#### Dataset entries

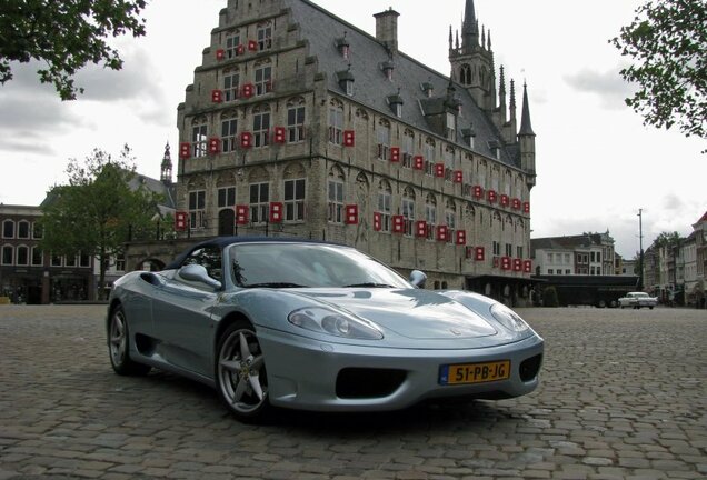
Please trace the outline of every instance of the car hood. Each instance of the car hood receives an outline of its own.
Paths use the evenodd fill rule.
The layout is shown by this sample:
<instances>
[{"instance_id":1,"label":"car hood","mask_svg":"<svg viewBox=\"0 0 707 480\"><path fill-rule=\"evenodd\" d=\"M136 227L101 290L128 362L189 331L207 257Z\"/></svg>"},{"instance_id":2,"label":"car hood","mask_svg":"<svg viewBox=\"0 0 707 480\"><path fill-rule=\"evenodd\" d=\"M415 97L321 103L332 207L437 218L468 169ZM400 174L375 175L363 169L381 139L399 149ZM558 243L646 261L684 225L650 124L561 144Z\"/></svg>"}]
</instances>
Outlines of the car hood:
<instances>
[{"instance_id":1,"label":"car hood","mask_svg":"<svg viewBox=\"0 0 707 480\"><path fill-rule=\"evenodd\" d=\"M298 290L297 294L354 313L410 339L472 339L498 333L481 314L429 290L308 289Z\"/></svg>"}]
</instances>

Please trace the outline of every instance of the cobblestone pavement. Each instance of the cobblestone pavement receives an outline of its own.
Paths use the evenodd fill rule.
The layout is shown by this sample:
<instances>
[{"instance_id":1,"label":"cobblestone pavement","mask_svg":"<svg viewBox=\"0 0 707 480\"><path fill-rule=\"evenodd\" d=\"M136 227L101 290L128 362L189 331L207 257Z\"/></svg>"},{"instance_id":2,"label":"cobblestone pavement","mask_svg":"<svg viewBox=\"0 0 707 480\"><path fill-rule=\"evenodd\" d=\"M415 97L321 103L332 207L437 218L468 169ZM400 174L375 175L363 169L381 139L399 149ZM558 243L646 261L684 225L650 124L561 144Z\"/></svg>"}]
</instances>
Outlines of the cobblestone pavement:
<instances>
[{"instance_id":1,"label":"cobblestone pavement","mask_svg":"<svg viewBox=\"0 0 707 480\"><path fill-rule=\"evenodd\" d=\"M0 306L0 480L707 478L707 311L519 312L547 341L529 396L251 426L113 374L104 307Z\"/></svg>"}]
</instances>

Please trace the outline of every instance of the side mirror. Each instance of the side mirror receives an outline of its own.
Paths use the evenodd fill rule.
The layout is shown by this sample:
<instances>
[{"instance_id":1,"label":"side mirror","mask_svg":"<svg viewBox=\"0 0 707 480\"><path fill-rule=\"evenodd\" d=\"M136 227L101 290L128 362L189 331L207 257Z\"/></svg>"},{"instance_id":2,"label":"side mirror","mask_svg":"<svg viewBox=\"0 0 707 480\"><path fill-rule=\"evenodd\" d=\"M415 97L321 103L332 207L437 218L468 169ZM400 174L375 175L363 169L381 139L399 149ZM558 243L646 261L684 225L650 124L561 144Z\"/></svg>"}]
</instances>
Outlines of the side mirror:
<instances>
[{"instance_id":1,"label":"side mirror","mask_svg":"<svg viewBox=\"0 0 707 480\"><path fill-rule=\"evenodd\" d=\"M183 278L185 280L205 283L211 287L213 290L218 290L221 288L221 282L209 277L209 272L207 272L207 269L203 266L197 263L191 263L180 268L179 277Z\"/></svg>"},{"instance_id":2,"label":"side mirror","mask_svg":"<svg viewBox=\"0 0 707 480\"><path fill-rule=\"evenodd\" d=\"M410 283L412 283L416 288L425 288L425 282L427 281L427 276L425 272L420 270L412 270L410 272Z\"/></svg>"}]
</instances>

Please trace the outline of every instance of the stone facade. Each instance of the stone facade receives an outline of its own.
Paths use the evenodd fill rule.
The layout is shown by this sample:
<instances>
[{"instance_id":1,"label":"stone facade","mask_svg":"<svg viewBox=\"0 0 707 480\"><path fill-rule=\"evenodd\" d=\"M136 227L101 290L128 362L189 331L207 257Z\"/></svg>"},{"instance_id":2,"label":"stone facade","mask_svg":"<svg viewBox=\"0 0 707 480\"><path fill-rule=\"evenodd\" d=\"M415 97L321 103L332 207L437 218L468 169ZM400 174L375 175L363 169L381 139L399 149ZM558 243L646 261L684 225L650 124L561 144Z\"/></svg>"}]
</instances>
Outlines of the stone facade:
<instances>
[{"instance_id":1,"label":"stone facade","mask_svg":"<svg viewBox=\"0 0 707 480\"><path fill-rule=\"evenodd\" d=\"M0 297L12 303L96 298L93 259L42 251L41 209L0 204Z\"/></svg>"},{"instance_id":2,"label":"stone facade","mask_svg":"<svg viewBox=\"0 0 707 480\"><path fill-rule=\"evenodd\" d=\"M527 89L516 132L472 1L451 79L398 51L397 12L376 20L378 38L305 0L228 1L178 108L179 238L331 240L429 287L522 302Z\"/></svg>"}]
</instances>

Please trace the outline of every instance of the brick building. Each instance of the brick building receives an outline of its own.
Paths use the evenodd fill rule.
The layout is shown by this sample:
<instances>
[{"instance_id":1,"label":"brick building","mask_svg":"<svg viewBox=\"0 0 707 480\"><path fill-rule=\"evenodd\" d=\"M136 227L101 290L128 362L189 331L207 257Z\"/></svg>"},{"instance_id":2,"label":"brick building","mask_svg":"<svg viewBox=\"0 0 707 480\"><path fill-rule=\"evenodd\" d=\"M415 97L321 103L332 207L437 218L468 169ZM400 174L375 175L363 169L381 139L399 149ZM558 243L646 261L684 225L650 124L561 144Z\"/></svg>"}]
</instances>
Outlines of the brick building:
<instances>
[{"instance_id":1,"label":"brick building","mask_svg":"<svg viewBox=\"0 0 707 480\"><path fill-rule=\"evenodd\" d=\"M518 118L472 0L440 52L451 78L398 49L398 17L374 37L310 1L228 0L178 108L179 237L326 239L522 303L527 88Z\"/></svg>"}]
</instances>

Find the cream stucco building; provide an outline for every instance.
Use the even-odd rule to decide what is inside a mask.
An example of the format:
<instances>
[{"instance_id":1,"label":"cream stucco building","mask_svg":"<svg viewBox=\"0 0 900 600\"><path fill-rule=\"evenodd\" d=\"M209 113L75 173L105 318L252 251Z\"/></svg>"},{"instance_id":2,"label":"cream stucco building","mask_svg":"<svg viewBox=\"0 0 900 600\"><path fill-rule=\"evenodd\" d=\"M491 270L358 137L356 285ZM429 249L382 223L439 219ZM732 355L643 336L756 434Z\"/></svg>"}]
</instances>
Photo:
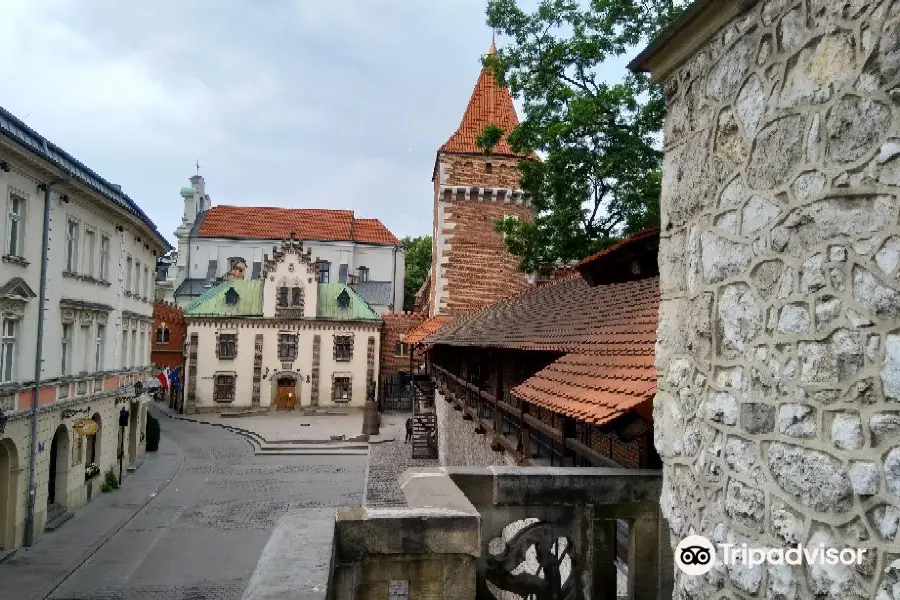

########

- [What you are asked to do]: Repeat all of the rows above word for word, leaving out the pictures.

- [Exercise output]:
Please trace the outline of every instance of the car hood. Each instance of the car hood receives an outline of its own.
Paths use the evenodd fill rule.
The layout is shown by this sample:
<instances>
[{"instance_id":1,"label":"car hood","mask_svg":"<svg viewBox=\"0 0 707 480\"><path fill-rule=\"evenodd\" d=\"M136 227L101 290L128 362L189 331L207 257Z\"/></svg>"},{"instance_id":2,"label":"car hood","mask_svg":"<svg viewBox=\"0 0 707 480\"><path fill-rule=\"evenodd\" d=\"M415 97L321 103L332 207L437 218L468 169ZM400 174L375 175L363 169L381 139L399 149ZM558 243L646 261L684 225L650 124L561 144Z\"/></svg>"}]
</instances>
Outlines of the car hood:
<instances>
[{"instance_id":1,"label":"car hood","mask_svg":"<svg viewBox=\"0 0 707 480\"><path fill-rule=\"evenodd\" d=\"M298 290L297 294L354 313L410 339L472 339L498 333L481 314L429 290L308 289Z\"/></svg>"}]
</instances>

Please trace the outline of every instance of the cobblestone pavement. Each instance of the cobblestone pavement receives an outline of its own.
Paths use the evenodd fill rule.
The layout is shown by this sample:
<instances>
[{"instance_id":1,"label":"cobblestone pavement","mask_svg":"<svg viewBox=\"0 0 707 480\"><path fill-rule=\"evenodd\" d=\"M136 227L101 290L128 362L189 331L207 257Z\"/></svg>"},{"instance_id":2,"label":"cobblestone pavement","mask_svg":"<svg viewBox=\"0 0 707 480\"><path fill-rule=\"evenodd\" d=\"M415 97L321 103L332 207L437 218L468 169ZM400 174L375 175L363 169L381 139L399 149ZM558 243L646 261L684 225L650 124L561 144Z\"/></svg>"}]
</instances>
Outlines of the cobblestone pavement:
<instances>
[{"instance_id":1,"label":"cobblestone pavement","mask_svg":"<svg viewBox=\"0 0 707 480\"><path fill-rule=\"evenodd\" d=\"M0 306L0 480L707 478L707 311L519 312L547 341L529 396L251 426L113 374L104 307Z\"/></svg>"}]
</instances>

Please trace the outline of every instance of the side mirror. Each instance of the side mirror receives an outline of its own.
Paths use the evenodd fill rule.
The layout is shown by this sample:
<instances>
[{"instance_id":1,"label":"side mirror","mask_svg":"<svg viewBox=\"0 0 707 480\"><path fill-rule=\"evenodd\" d=\"M136 227L101 290L128 362L189 331L207 257Z\"/></svg>"},{"instance_id":2,"label":"side mirror","mask_svg":"<svg viewBox=\"0 0 707 480\"><path fill-rule=\"evenodd\" d=\"M415 97L321 103L332 207L437 218L468 169ZM400 174L375 175L363 169L381 139L399 149ZM558 243L646 261L684 225L650 124L561 144Z\"/></svg>"}]
</instances>
Outlines of the side mirror:
<instances>
[{"instance_id":1,"label":"side mirror","mask_svg":"<svg viewBox=\"0 0 707 480\"><path fill-rule=\"evenodd\" d=\"M183 278L185 280L205 283L211 287L213 290L218 290L221 288L221 282L209 277L209 272L207 272L207 269L203 266L197 263L191 263L180 268L179 277Z\"/></svg>"},{"instance_id":2,"label":"side mirror","mask_svg":"<svg viewBox=\"0 0 707 480\"><path fill-rule=\"evenodd\" d=\"M410 283L412 283L416 288L425 288L425 282L427 281L427 276L425 272L420 270L412 270L410 272Z\"/></svg>"}]
</instances>

Please trace the outline of every instance of the stone facade. Each instance of the stone facade receives an outline of its own.
Paths use the evenodd fill rule.
The layout is shown by this sample:
<instances>
[{"instance_id":1,"label":"stone facade","mask_svg":"<svg viewBox=\"0 0 707 480\"><path fill-rule=\"evenodd\" d=\"M136 227L101 290L128 362L189 331L207 257Z\"/></svg>"},{"instance_id":2,"label":"stone facade","mask_svg":"<svg viewBox=\"0 0 707 480\"><path fill-rule=\"evenodd\" d=\"M415 97L321 103L332 207L437 218L468 169ZM400 174L375 175L363 169L381 139L399 149ZM558 243L646 261L684 225L650 124L561 144Z\"/></svg>"}]
</instances>
Outlines of the stone facade:
<instances>
[{"instance_id":1,"label":"stone facade","mask_svg":"<svg viewBox=\"0 0 707 480\"><path fill-rule=\"evenodd\" d=\"M0 297L12 303L96 298L93 259L42 251L41 209L0 204Z\"/></svg>"},{"instance_id":2,"label":"stone facade","mask_svg":"<svg viewBox=\"0 0 707 480\"><path fill-rule=\"evenodd\" d=\"M527 89L516 132L472 1L451 79L398 51L397 12L376 20L378 38L305 0L228 1L178 108L179 238L331 240L429 287L522 302Z\"/></svg>"}]
</instances>

Please trace the outline of every instance of the brick building. Each instance of the brick building receives an outline of its own.
Paths use the evenodd fill rule.
The layout is shown by this sample:
<instances>
[{"instance_id":1,"label":"brick building","mask_svg":"<svg viewBox=\"0 0 707 480\"><path fill-rule=\"evenodd\" d=\"M136 227L101 290L128 362L189 331L207 257Z\"/></svg>"},{"instance_id":2,"label":"brick building","mask_svg":"<svg viewBox=\"0 0 707 480\"><path fill-rule=\"evenodd\" d=\"M415 97L321 103L332 207L437 218L468 169ZM400 174L375 175L363 169L381 139L399 149ZM558 243L646 261L684 225L650 124L561 144Z\"/></svg>"}]
</instances>
Outlines of the brick building:
<instances>
[{"instance_id":1,"label":"brick building","mask_svg":"<svg viewBox=\"0 0 707 480\"><path fill-rule=\"evenodd\" d=\"M518 118L472 0L440 52L451 78L398 49L398 17L374 37L310 1L228 0L178 108L179 237L326 239L522 303L527 88Z\"/></svg>"}]
</instances>

Find the cream stucco building; provide an outline for every instance.
Use the even-odd rule to decide what is inside a mask.
An example of the format:
<instances>
[{"instance_id":1,"label":"cream stucco building","mask_svg":"<svg viewBox=\"0 0 900 600\"><path fill-rule=\"evenodd\" d=\"M209 113L75 173L105 318L252 251Z\"/></svg>"},{"instance_id":2,"label":"cream stucco building","mask_svg":"<svg viewBox=\"0 0 900 600\"><path fill-rule=\"evenodd\" d=\"M491 270L358 137L356 285ZM429 249L382 223L439 219ZM732 355L643 336L756 434Z\"/></svg>"}]
</instances>
Photo:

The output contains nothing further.